**SEITENAUSZUG**
┄┄┄┄┄┄┄┄┄┄

Nur zur Klarstellung hier der TEXT der Bestimmungen:

1 Der Grosse Rat besteht aus 120 Mitgliedern.
2 In jedem Kreis wird ein Mitglied des Grossen
Rates nach dem Mehrheitswahlverfahren
gewählt.
3 Die Wahl der anderen Mitglieder des Grossen
Rates erfolgt in den Bezirken nach dem Verhältniswahlverfahren.
Die Direktmandate gemäss
Absatz 2 werden bei der Mandatszuteilung
berücksichtigt.
4 Die Sitze werden entsprechend der schweizerischen
Wohnbevölkerung und unter Berücksichtigung
der Direktmandate gemäss Absatz
2 auf die Bezirke verteilt.
5 Das Gesetz regelt die Stellvertretung.

┄┄┄┄┄┄┄┄┄┄

**DATENBLOCK**

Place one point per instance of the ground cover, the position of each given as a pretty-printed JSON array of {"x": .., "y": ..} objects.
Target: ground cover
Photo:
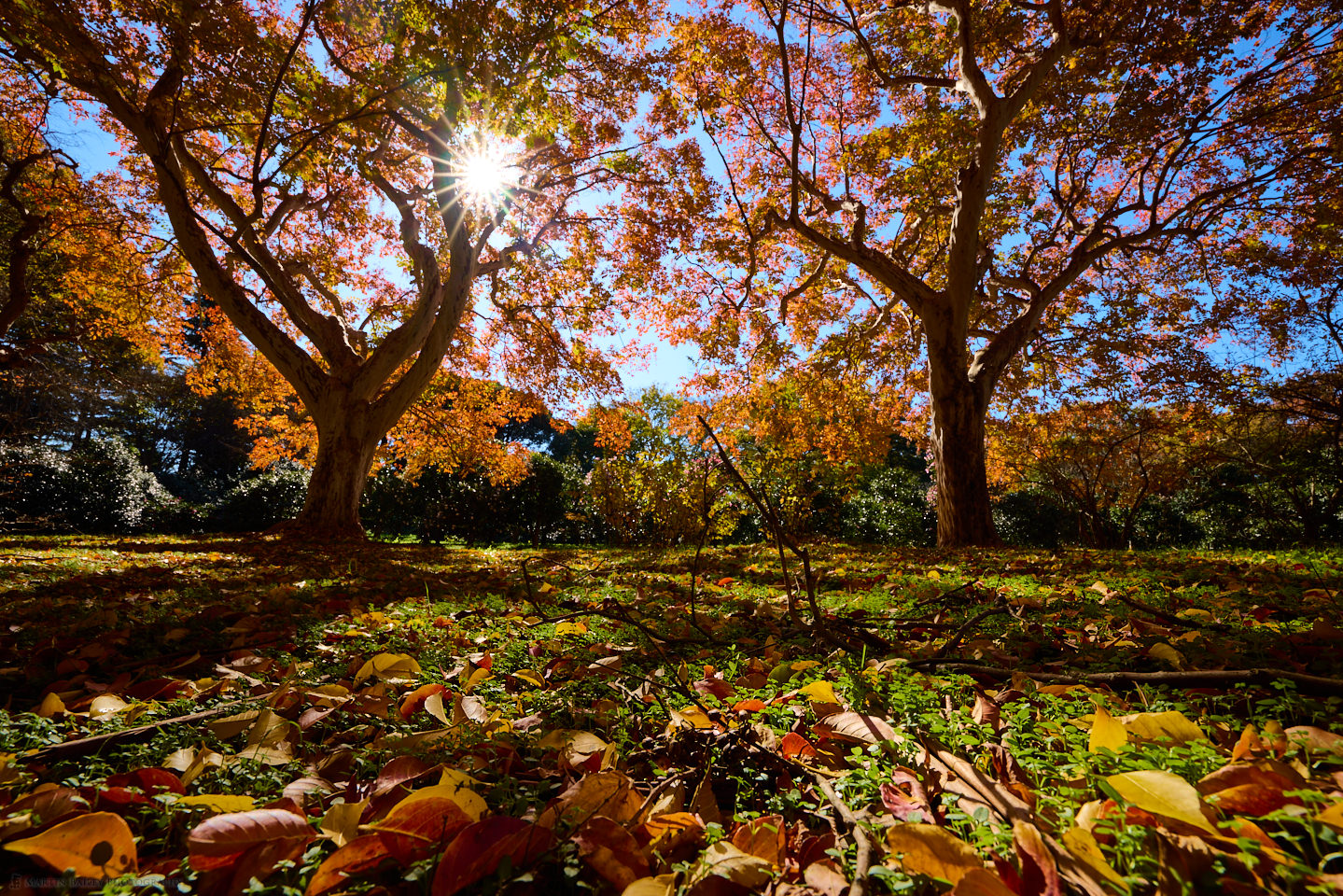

┄┄┄┄┄┄┄┄┄┄

**AUFGABE 1**
Aus wie vielen Mitgliedern besteht der Grosse Rat gemäss dem Seitenauszug?
**AUFGABE 2**
Schreiben Sie den Seitenauszug von „3 Die Wahl der“ bis „regelt die Stellvertretung.“ neu und setzen Sie dabei „Proporzwahlverfahren“ an die Stelle von „Verhältniswahlverfahren“.

**VOLLSTÄNDIGE AUSGABE 1**
Aus 120 Mitgliedern.

**VOLLSTÄNDIGE AUSGABE 2**
3 Die Wahl der anderen Mitglieder des Grossen
Rates erfolgt in den Bezirken nach dem Proporzwahlverfahren.
Die Direktmandate gemäss
Absatz 2 werden bei der Mandatszuteilung
berücksichtigt.
4 Die Sitze werden entsprechend der schweizerischen
Wohnbevölkerung und unter Berücksichtigung
der Direktmandate gemäss Absatz
2 auf die Bezirke verteilt.
5 Das Gesetz regelt die Stellvertretung.